## Отрывок для чтения
Азаровка, 21.9.1996
Дорогой Владимир Вениаминович,
как я рада Вашему письму — еще и по-новому красивому! (шрифт, композиция листа). Поздравляю Вас и Ольгу и мальчиков с сегодняшним Праздником! Ахматова опять приходит мне на память, в связи с Софией: «Буду черные грядки холить» — помните? там идет речь о полевых цветах, а потом о своих выращенных:
А мои — для святой Софии… —и дальше об Успении:
Принесу покаянную душу
И цветы из русской земли.
Известный, но не объясненный факт: почему на Руси очень рано Успение связалось с Софией (в посвящениях храмов). В Ахматовой удивительно жива церковная мысль (в ранней, мне кажется; дальше не так) — и об этой Софии Успения, и о сердце Адама в стихах, которые мы прежде обсуждали (по-моему, Ваше чтение — единственно возможное: «отчизны моей»!). И не только в таком богословствовании, но в том, что она называет грядки «черными», а грудь — «снега белей». Эпитеты тихого исступления. С ними я сравнила бы пушкинские:
В синем море волны плещут
В синем небе звезды блещут…
От этих двух «синих» можно сойти с ума. Синий — и все!

Сохранённые материалы
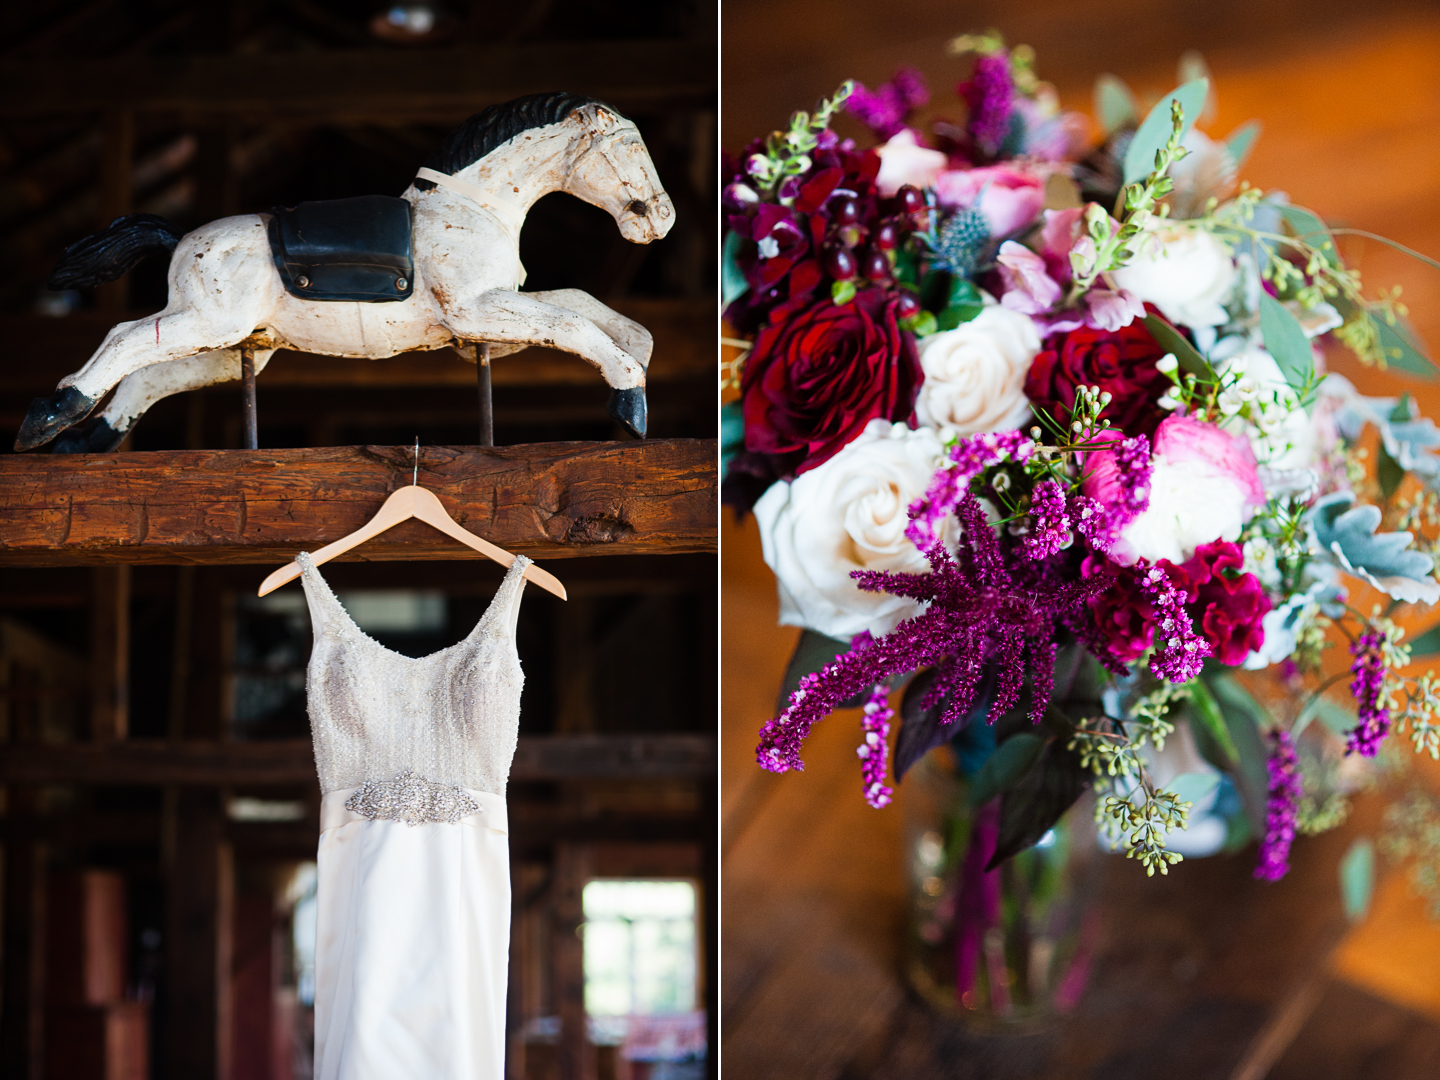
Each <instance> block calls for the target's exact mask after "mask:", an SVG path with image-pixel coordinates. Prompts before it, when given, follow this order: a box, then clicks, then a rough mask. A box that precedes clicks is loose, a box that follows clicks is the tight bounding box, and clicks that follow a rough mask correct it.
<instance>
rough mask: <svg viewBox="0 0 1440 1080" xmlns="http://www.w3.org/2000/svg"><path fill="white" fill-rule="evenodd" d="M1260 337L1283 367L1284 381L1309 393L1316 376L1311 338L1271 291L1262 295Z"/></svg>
mask: <svg viewBox="0 0 1440 1080" xmlns="http://www.w3.org/2000/svg"><path fill="white" fill-rule="evenodd" d="M1260 334H1261V337H1264V347H1266V351H1269V353H1270V356H1273V357H1274V361H1276V363H1277V364H1280V372H1282V373H1284V380H1286V382H1287V383H1290V386H1293V387H1295V389H1296V392H1302V390H1305V389H1306V387H1308V386H1309V384H1310V379H1312V377H1313V376H1315V354H1313V353H1312V351H1310V338H1308V337H1306V336H1305V330H1302V328H1300V321H1299V320H1297V318H1296V317H1295V315H1292V314H1290V310H1289V308H1286V305H1284V304H1282V302H1280V301H1279V300H1276V298H1274V297H1272V295H1270V294H1269V292H1261V294H1260Z"/></svg>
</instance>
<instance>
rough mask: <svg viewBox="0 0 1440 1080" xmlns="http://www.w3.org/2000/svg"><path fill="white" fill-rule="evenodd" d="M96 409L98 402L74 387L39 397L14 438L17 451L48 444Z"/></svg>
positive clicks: (20, 425)
mask: <svg viewBox="0 0 1440 1080" xmlns="http://www.w3.org/2000/svg"><path fill="white" fill-rule="evenodd" d="M94 408H95V399H94V397H86V396H85V395H84V393H81V392H79V390H76V389H75V387H73V386H66V387H65V389H63V390H56V392H55V393H52V395H50V396H49V397H36V399H35V400H33V402H30V412H27V413H26V415H24V423H22V425H20V433H19V435H16V438H14V448H16V449H17V451H27V449H35V448H36V446H42V445H45V444H46V442H49V441H50V439H53V438H55V436H56V435H59V433H60V432H62V431H65V429H66V428H69V426H71V425H72V423H75V422H76V420H82V419H85V418H86V416H89V412H91V409H94Z"/></svg>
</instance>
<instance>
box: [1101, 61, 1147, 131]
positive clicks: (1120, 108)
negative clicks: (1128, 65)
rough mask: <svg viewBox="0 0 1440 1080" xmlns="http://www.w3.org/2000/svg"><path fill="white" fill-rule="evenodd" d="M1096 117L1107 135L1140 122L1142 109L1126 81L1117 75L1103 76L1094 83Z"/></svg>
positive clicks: (1134, 126) (1131, 125)
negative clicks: (1139, 121)
mask: <svg viewBox="0 0 1440 1080" xmlns="http://www.w3.org/2000/svg"><path fill="white" fill-rule="evenodd" d="M1094 117H1096V120H1099V121H1100V130H1102V131H1103V132H1104V134H1106V135H1112V134H1115V132H1116V131H1119V130H1120V128H1129V127H1135V125H1136V124H1138V122H1139V120H1140V109H1139V107H1138V104H1136V101H1135V95H1133V94H1132V92H1130V88H1129V86H1128V85H1126V84H1125V79H1122V78H1119V76H1117V75H1102V76H1100V78H1099V79H1096V81H1094Z"/></svg>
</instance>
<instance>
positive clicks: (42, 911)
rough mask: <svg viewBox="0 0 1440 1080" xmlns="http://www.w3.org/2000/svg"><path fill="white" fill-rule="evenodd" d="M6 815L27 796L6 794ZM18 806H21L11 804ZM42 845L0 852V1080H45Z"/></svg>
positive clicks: (21, 844)
mask: <svg viewBox="0 0 1440 1080" xmlns="http://www.w3.org/2000/svg"><path fill="white" fill-rule="evenodd" d="M9 796H10V808H9V814H7V816H19V814H22V812H23V809H29V805H30V802H32V796H33V792H19V791H16V789H14V788H10V791H9ZM17 804H23V805H17ZM45 867H46V850H45V845H43V844H40V842H37V841H35V840H30V838H14V840H12V841H10V842H9V844H6V851H4V1009H3V1012H0V1077H4V1080H42V1077H43V1076H45V1058H43V1053H42V1047H43V1045H45V910H46V904H45Z"/></svg>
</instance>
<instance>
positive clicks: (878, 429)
mask: <svg viewBox="0 0 1440 1080" xmlns="http://www.w3.org/2000/svg"><path fill="white" fill-rule="evenodd" d="M943 454H945V448H943V446H942V444H940V439H939V436H937V435H936V433H935V432H933V431H932V429H929V428H920V429H917V431H912V429H909V428H906V426H904V425H903V423H896V425H891V423H888V422H886V420H871V422H870V423H868V425H867V426H865V431H864V432H863V433H861V435H860V438H857V439H855V441H854V442H851V444H850V445H848V446H845V448H844V449H842V451H840V454H837V455H835V456H834V458H831V459H829V461H827V462H825V464H822V465H816V467H815V468H812V469H809V471H808V472H802V474H801V475H799V477H796V478H795V480H793V481H791V482H789V484H786V482H785V481H780V482H778V484H773V485H772V487H770V488H769V490H768V491H766V492H765V494H763V495H760V500H759V503H756V504H755V520H756V521H757V523H759V526H760V544H762V546H763V550H765V562H766V564H769V567H770V569H772V570H773V572H775V579H776V582H778V585H779V593H780V624H782V625H786V626H805V628H808V629H812V631H818V632H819V634H825V635H828V636H831V638H840V639H842V641H845V639H850V638H852V636H854V635H855V634H860V631H865V629H867V631H870V632H871V634H876V635H880V634H887V632H890V631H891V629H894V628H896V625H897V624H900V622H901V621H904V619H907V618H910V616H913V615H917V613H919V612H920V611H922V608H923V605H922V603H920V602H917V600H910V599H904V598H901V596H891V595H890V593H883V592H863V590H861V589H860V588H858V586H857V585H855V582H854V579H852V577H851V576H850V573H851V570H901V572H909V573H924V572H927V570H929V569H930V564H929V563H927V562H926V560H924V556H923V554H920V552H919V550H917V549H916V546H914V544H912V543H910V541H909V540H907V539H906V536H904V530H906V526H907V524H909V523H910V518H909V517H907V516H906V510H907V508H909V505H910V504H912V503H913V501H914V500H917V498H919V497H920V495H922V494H924V490H926V487H929V484H930V478H932V477H933V475H935V471H936V469H937V468H939V467H940V459H942V456H943Z"/></svg>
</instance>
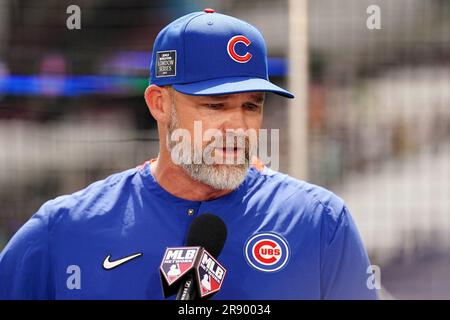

## Пункт задания A
Как в двух предложениях передать суть письма из Азаровки?
## Пункт задания B
Продолжите письмо из Азаровки, начав со следующей фразы после слов «Синий — и все!».

## Ответ A
Автор письма радуется полученному посланию, поздравляет адресата, Ольгу и мальчиков с праздником и вспоминает стихи Ахматовой о цветах для святой Софии и об Успении, называя известным, но не объясненным фактом раннюю связь Успения с Софией на Руси. Затем речь идет о живой церковной мысли в ранних стихах Ахматовой и ее эпитетах «тихого исступления», которые сопоставляются с пушкинскими строками о синем море и синем небе.

## Ответ B
Да, Вы очень ясно назвали различие «благочестивого» брака и божественного (наверное, что-то похожее имел в виду Элиот, различая devotional и religious poetry: devotional, продолжая Ваш образ, это со своей поэзией, хорошей, доброй и т.п., перед Богом, прежде «взяв дело в свои руки»). Возвышенное и благочестивое взамен божественного принимается, видимо, как minimo male [22] (как любят говорить итальянцы) в педагогических целях, чтобы не вышло полного безобразия. Но все-таки: 5 или 36 в качестве ответа на вопрос «сколько будет дважды два?» — одно и то же. […]
Пока я пишу Вам, вокруг скачут шесть котят (Ксюшины), еще два у тети Нины. Если Вы не передумали взять котенка, как Ольга говорила, выбор богатый.
Приехав сюда, я проболела неделю — простудой и депрессией. В какое позорное ничтожество я время от времени впадаю — если бы Вы знали. Вы не говорили бы тогда о «стоянии». Ваша бодрость и неимоверные труды — я даже не завидую этому, это потустороннее. Я описала это так отцу Димитрию, это уныние: «Ничего хорошего не помню». Он усмехнулся и сказал: «Это неплохо». Что значит это «неплохо», не понимаю. По-моему, хуже не бывает. Праздность.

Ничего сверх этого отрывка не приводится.